London - Mothers who have babies using donated eggs tend not to bond so closely with their children, a study shows.
Research by the University of Cambridge has found women who use egg donors may have slightly different relationships with their babies.
Some admit they struggle with not being biologically related to their child.
These women are warm and loving but show small differences when playing with the child, according to the study of 85 families who used egg donation.
They are less sensitive to their baby’s smile and eye contact, while the child is less likely to involve its mother by holding out or waving toys.
Dr Susan Imrie, who co-authored the study by the University of Cambridge’s Centre for Family Research, will present it this week at the annual meeting of the American Society for Reproductive Medicine in Denver.
"Women who use egg donation have often had a longer route to parenthood," she said. "Our research does show that some women are still finding their feet as egg-donation mothers and that this can be challenging.
"A small number told us not having a genetic link with their child took some time to get their head around."
Egg donation began being used by fertility clinics in the late 1980s but has grown in popularity over the past decade.
Women who donate eggs are usually aged 18 to 35, so their eggs are younger, of better quality and thus far more likely to result in a pregnancy.
For older women whose own eggs may make it difficult or impossible to start a family, this can be the better option. The British researchers interviewed women with children from egg donation, whose partners were the biological fathers, and whose babies were aged between six and 18 months.
They filmed parents playing with their children for ten minutes.
Comparing mothers who used egg donation with 65 women who conceived using their own eggs, there were differences.
Women who used egg donors were less sensitive towards their babies, based on behaviour such as smiling at the child or responding to a baby pointing towards a toy or showing signs of boredom.They were less good at structuring play activities.

Records from a data collection

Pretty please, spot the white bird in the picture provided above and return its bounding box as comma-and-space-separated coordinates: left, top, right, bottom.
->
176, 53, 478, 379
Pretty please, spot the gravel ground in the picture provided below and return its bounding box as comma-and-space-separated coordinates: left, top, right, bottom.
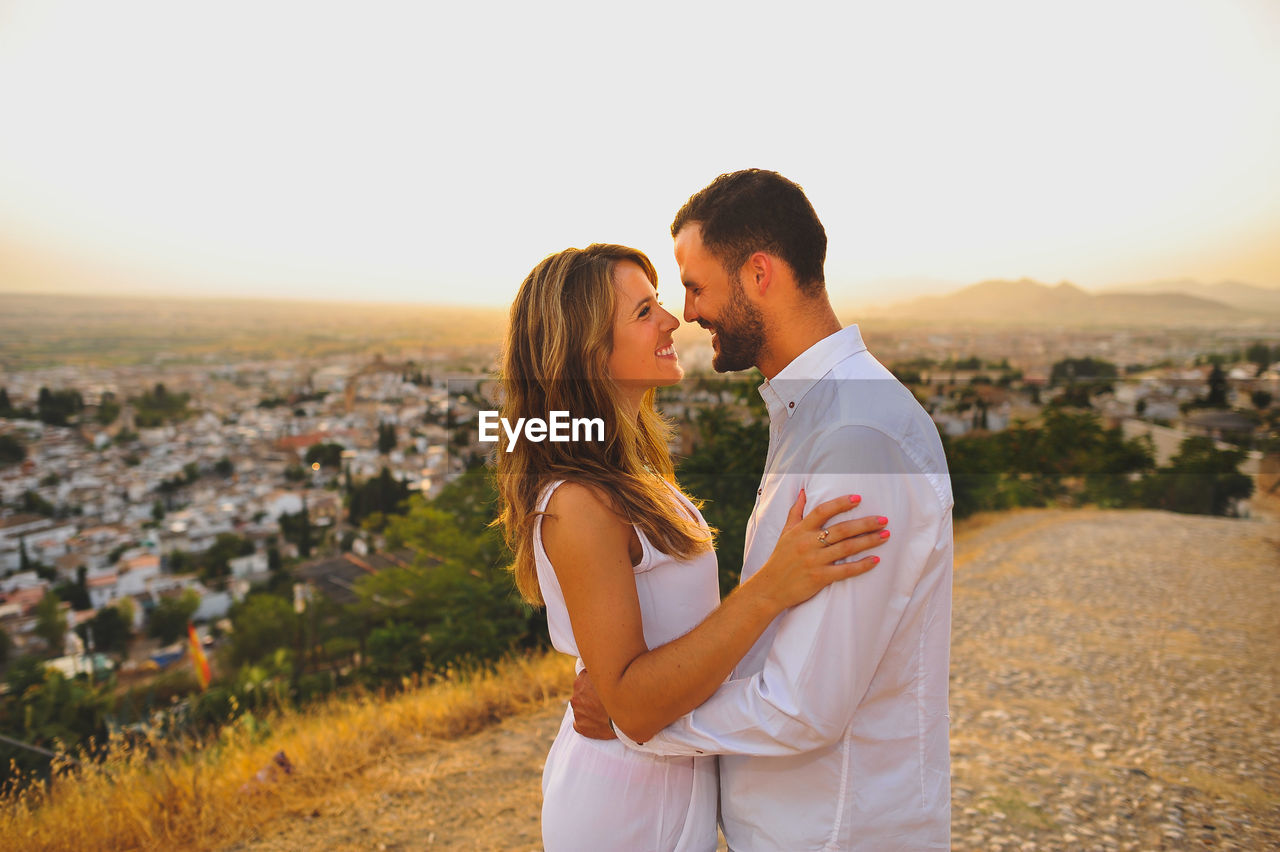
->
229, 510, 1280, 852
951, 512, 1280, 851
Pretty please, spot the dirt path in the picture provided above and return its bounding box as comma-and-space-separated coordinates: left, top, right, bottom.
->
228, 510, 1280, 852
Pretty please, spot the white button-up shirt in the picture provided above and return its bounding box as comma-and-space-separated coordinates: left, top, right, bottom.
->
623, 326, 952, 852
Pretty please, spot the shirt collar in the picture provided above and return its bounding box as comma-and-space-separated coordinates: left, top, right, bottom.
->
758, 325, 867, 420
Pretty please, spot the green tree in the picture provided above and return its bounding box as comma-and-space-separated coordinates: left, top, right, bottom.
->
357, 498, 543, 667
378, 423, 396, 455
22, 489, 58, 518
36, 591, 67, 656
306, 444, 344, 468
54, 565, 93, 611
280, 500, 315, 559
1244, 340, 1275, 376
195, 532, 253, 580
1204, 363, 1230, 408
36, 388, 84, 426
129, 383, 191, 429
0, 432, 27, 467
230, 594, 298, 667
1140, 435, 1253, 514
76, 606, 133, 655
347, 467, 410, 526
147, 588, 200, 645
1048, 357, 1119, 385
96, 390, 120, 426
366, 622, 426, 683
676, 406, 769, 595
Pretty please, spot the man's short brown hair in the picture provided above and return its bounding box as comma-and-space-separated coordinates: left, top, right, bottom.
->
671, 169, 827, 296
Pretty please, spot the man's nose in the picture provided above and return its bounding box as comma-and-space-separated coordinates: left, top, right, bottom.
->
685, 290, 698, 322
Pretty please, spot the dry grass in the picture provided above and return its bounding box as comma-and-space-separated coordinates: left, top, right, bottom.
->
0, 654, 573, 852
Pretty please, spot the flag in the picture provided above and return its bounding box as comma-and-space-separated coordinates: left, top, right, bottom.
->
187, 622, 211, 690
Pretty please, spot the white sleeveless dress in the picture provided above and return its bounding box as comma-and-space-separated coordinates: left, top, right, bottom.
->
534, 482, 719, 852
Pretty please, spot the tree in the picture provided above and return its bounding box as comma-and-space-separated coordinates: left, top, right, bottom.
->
* * *
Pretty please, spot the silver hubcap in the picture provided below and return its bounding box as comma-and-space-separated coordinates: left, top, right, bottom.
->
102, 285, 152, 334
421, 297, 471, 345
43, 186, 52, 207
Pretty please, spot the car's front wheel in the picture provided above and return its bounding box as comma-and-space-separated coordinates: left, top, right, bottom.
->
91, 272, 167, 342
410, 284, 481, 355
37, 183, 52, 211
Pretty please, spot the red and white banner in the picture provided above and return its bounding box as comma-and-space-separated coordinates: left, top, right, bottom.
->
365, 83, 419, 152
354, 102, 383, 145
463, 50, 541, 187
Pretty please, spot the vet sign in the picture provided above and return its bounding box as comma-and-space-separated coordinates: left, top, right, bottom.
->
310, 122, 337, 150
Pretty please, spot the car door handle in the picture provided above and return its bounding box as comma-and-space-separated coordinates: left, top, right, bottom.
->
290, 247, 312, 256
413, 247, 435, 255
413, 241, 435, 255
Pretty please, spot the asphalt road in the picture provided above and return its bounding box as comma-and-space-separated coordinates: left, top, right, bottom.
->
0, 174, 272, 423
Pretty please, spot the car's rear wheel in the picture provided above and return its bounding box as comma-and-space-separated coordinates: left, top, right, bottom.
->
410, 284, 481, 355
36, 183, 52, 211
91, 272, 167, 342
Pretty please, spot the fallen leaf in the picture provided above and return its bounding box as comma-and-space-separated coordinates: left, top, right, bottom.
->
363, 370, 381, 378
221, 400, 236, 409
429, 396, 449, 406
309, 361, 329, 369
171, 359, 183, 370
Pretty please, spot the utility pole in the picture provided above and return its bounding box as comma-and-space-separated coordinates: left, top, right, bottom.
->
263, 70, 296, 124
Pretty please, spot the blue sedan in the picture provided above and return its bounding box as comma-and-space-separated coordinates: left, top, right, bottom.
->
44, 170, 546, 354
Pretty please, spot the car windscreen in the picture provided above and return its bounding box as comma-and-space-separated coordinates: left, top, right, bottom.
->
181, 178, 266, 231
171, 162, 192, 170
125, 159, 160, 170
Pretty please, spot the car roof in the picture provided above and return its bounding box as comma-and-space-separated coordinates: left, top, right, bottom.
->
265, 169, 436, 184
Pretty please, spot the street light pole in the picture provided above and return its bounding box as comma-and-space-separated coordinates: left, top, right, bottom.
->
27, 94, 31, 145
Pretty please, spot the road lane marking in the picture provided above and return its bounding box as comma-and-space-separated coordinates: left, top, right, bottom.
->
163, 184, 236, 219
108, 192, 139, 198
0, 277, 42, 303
--
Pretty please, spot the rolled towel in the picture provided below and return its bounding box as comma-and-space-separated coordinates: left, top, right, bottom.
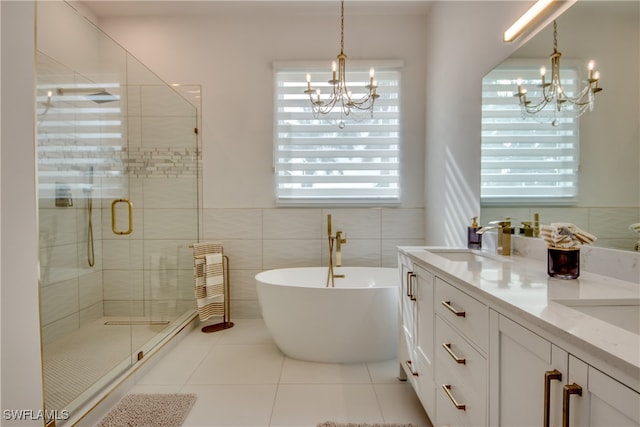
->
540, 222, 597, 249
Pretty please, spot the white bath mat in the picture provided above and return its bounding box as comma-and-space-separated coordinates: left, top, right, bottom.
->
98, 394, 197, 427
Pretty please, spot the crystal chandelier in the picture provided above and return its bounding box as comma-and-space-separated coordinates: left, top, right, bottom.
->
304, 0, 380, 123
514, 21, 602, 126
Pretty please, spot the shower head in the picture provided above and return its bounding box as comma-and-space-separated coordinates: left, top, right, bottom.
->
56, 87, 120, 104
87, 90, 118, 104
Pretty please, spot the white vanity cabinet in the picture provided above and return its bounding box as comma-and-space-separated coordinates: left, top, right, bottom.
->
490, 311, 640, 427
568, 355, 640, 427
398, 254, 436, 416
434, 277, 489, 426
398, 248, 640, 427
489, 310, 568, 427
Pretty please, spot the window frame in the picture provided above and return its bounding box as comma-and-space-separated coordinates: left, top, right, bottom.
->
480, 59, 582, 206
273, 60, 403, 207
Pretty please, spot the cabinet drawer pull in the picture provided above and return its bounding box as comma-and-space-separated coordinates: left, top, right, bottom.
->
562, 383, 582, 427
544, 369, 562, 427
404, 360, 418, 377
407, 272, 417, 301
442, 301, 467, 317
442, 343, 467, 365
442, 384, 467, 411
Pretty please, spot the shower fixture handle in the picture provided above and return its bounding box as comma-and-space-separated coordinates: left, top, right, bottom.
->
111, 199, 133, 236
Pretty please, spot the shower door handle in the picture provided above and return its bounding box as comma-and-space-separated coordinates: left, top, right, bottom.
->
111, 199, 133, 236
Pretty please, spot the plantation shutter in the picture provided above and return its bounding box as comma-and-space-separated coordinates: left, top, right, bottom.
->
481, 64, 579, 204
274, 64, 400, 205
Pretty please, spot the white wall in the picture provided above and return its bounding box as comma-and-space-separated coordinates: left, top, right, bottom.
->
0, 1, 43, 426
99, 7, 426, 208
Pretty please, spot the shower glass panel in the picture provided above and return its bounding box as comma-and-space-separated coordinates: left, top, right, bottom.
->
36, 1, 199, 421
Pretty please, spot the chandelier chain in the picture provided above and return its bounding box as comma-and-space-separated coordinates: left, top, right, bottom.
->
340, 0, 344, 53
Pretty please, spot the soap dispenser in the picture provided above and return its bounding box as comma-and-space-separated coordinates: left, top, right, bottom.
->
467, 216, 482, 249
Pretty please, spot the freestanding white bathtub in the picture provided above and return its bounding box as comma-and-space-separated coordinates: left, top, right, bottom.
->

Required action
Carry on the news article about the Cambridge study of mothers who conceived with donated eggs, beginning right after its last sentence. These entries were taken from a separate source, not from the article.

Answer for the task
Their babies were less responsive, based on eye contact and smiles towards their mother, and involved her less by, for example, waving or holding out toys. The study suggests women may interact with babies born by egg donation differently, and their babies may respond differently as a result. However, during interviews, little difference was found in the women’s feelings towards their children.
Women whose children came from egg donation had less confidence in their parenting skills, but this was thought to be due to the mothers’ age.
The results also showed no difference in hostility or controlling behaviour for women whose babies were born using eggs from another woman.
The study, published in the journal Child Development, states: "Research with egg-donation mothers of older children suggests that mothers may feel more comfortable with non-genetic motherhood over time."
Stuart Lavery, a fertility expert at Imperial College, London, said: "This is an important study that suggests there may be some differences in the quality of the parent-child relationships between egg donation families and conventional IVF families.
"Given the increased use of egg donation and previous studies that were more reassuring, this issue deserves further studies in bigger populations, and probably most importantly over longer time frames."